(Document passage):
[Begin]

24 June 2025 | Viewpoint
View Point

This article was first published in the 23rd edition of the Fact Book on 24 June 2025.

 

The European Commission’s decision to review the EU legal framework for securitisation is a significant step in enhancing the European Savings and Investment Union and ultimately in increasing EU competitiveness. As recommended in the reports of Christian Noyer, Enrico Letta and Mario Draghi, this review is aimed at facilitating the greater use of securitisation in Europe. This would in turn allow banks to free up balance sheet capacity and ultimately enhance their lending capacity and support broader economic growth. From an asset management perspective, securitisations represent an attractive asset class that offer investors opportunities for diversification, enhanced yield and tailored risk exposure. To date, however, regulatory complexities and onerous due diligence obligations have rendered this asset class less attractive to investors. 

 

Background 

 

The EU securitisation framework was established in 2019, in the wake of the global financial crisis. It aimed to revitalise the EU securitisation market, which had shrunk from EUR 2.0 trillion in 2008-2009 to EUR 1.2 trillion at the end of 2023. The new framework introduced rules on due diligence, risk retention and transparency as well as creating the ‘STS’ label. However, despite this new framework, the European securitisation market has not recovered at the same rate as other jurisdictions such as in the US. 

 

In October 2024, the European Commission launched a consultation on the EU securitisation framework, seeking to identify regulatory obstacles hindering the issuance and investment in securitisation transactions. The consultation received input from 133 respondents - including from asset managers - with a focus on several key areas; transparency, due diligence, capital requirements and overall regime flexibility. In addition, ESMA (European Securities and Markets Authority) launched its own consultation, with a closing date of March 2025, on potential amendments to disclosure templates for private securitisations. Also in March 2025, the ESAs (European Supervisory Authorities) released a joint report offering targeted recommendations for legislative changes.

[End]

(Excerpted records):
[Begin]

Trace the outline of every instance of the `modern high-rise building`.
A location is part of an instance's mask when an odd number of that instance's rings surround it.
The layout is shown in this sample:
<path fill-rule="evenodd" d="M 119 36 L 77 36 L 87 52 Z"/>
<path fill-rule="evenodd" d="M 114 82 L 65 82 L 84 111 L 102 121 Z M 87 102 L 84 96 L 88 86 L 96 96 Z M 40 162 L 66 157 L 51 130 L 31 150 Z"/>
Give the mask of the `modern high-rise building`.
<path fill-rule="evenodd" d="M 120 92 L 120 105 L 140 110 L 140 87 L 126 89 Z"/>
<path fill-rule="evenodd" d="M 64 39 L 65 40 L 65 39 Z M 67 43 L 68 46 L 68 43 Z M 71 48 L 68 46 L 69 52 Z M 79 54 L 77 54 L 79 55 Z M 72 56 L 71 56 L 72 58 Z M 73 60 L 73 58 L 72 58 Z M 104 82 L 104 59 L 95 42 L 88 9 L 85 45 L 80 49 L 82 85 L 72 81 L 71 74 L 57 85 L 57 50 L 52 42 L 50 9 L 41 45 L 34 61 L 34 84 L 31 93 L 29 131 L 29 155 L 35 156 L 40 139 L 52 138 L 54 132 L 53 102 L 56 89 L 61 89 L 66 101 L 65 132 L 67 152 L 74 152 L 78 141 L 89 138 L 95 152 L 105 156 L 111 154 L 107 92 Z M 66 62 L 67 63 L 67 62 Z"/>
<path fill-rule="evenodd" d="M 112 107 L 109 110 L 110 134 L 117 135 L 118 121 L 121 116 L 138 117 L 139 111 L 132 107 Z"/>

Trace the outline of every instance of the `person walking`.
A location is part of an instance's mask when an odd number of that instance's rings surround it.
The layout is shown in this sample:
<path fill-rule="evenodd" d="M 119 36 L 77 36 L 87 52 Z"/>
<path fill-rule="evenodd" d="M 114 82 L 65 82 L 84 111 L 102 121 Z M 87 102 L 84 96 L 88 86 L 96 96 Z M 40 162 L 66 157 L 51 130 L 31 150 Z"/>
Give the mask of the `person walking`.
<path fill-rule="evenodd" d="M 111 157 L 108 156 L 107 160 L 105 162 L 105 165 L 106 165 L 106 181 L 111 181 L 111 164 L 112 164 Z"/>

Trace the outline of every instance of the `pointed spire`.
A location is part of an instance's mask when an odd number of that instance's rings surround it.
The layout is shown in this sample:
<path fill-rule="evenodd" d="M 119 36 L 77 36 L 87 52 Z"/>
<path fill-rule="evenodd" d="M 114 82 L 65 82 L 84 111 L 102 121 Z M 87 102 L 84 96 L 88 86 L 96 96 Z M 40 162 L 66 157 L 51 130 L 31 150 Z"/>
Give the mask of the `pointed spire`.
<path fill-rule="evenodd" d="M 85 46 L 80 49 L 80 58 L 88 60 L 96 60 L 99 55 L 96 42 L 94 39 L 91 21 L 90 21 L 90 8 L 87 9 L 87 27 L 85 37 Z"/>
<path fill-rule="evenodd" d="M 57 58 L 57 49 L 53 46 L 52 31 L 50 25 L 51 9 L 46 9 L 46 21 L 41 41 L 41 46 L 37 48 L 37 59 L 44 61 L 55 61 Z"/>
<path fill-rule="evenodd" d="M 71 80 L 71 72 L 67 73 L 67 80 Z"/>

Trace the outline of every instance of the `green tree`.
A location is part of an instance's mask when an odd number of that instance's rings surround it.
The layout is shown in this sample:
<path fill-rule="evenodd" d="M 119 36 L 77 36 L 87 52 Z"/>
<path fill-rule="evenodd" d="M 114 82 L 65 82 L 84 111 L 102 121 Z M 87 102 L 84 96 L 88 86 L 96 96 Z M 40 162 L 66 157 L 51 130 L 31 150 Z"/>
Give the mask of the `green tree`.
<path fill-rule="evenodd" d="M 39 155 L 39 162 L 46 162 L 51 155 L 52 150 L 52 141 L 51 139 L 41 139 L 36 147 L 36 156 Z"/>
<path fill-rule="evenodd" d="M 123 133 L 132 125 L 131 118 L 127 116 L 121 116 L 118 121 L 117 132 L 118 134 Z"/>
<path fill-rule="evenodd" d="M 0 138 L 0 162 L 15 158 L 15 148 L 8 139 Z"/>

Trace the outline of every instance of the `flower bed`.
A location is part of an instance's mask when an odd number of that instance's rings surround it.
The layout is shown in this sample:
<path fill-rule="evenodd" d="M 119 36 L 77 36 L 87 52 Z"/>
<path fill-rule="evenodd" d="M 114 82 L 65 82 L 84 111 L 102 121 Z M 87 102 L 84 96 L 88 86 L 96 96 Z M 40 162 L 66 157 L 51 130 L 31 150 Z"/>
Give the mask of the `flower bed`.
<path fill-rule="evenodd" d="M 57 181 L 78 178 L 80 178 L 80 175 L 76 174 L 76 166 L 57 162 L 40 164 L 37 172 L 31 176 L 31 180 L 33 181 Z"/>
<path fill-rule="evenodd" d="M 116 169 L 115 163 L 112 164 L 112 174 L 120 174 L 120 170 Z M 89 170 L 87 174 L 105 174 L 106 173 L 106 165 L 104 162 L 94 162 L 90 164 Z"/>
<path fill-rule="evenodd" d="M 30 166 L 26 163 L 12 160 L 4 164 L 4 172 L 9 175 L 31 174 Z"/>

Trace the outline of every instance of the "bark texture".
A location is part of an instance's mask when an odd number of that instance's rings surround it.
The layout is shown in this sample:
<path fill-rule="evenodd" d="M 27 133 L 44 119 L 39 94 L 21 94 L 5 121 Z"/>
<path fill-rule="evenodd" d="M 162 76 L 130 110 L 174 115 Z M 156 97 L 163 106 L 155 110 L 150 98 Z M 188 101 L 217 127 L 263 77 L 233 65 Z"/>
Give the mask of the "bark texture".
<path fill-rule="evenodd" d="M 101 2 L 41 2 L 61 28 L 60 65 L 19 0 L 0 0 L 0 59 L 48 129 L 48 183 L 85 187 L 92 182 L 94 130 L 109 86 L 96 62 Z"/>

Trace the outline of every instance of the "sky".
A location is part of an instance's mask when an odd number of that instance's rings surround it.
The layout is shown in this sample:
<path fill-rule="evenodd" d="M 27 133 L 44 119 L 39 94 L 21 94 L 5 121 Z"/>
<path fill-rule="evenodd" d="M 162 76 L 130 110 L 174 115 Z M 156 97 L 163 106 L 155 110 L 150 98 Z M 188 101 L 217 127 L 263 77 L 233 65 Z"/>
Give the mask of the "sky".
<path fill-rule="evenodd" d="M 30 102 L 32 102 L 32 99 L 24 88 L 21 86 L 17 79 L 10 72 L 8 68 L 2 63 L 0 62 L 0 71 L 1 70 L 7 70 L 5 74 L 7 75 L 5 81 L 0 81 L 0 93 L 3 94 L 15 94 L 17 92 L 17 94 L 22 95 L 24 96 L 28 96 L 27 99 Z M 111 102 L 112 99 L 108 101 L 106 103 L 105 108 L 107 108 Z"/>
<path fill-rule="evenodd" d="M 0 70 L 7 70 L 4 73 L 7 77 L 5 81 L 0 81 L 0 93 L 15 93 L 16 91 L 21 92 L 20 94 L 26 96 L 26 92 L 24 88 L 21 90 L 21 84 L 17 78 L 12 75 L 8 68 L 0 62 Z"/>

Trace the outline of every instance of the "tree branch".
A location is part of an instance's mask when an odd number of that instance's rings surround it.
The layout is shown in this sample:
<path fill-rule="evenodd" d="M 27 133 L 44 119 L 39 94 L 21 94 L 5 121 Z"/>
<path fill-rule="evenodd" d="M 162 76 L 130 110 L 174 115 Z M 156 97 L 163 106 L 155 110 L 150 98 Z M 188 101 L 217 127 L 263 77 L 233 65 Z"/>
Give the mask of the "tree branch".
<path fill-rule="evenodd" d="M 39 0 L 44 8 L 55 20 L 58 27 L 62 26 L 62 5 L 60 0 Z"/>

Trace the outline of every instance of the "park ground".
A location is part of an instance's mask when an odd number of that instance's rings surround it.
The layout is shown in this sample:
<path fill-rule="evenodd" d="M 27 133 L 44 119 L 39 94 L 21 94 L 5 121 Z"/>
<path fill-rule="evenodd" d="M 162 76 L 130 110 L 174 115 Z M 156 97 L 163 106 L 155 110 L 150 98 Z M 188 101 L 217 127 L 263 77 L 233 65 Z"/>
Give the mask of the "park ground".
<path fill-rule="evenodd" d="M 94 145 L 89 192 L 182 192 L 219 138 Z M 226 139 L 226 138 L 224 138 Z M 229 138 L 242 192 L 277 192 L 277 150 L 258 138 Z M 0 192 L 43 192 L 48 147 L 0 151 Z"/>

[End]

(Exercise instructions): According to the viewpoint on the EU securitisation framework, how many respondents gave input to the consultation the European Commission launched in October 2024?

(Written answer): 133 respondents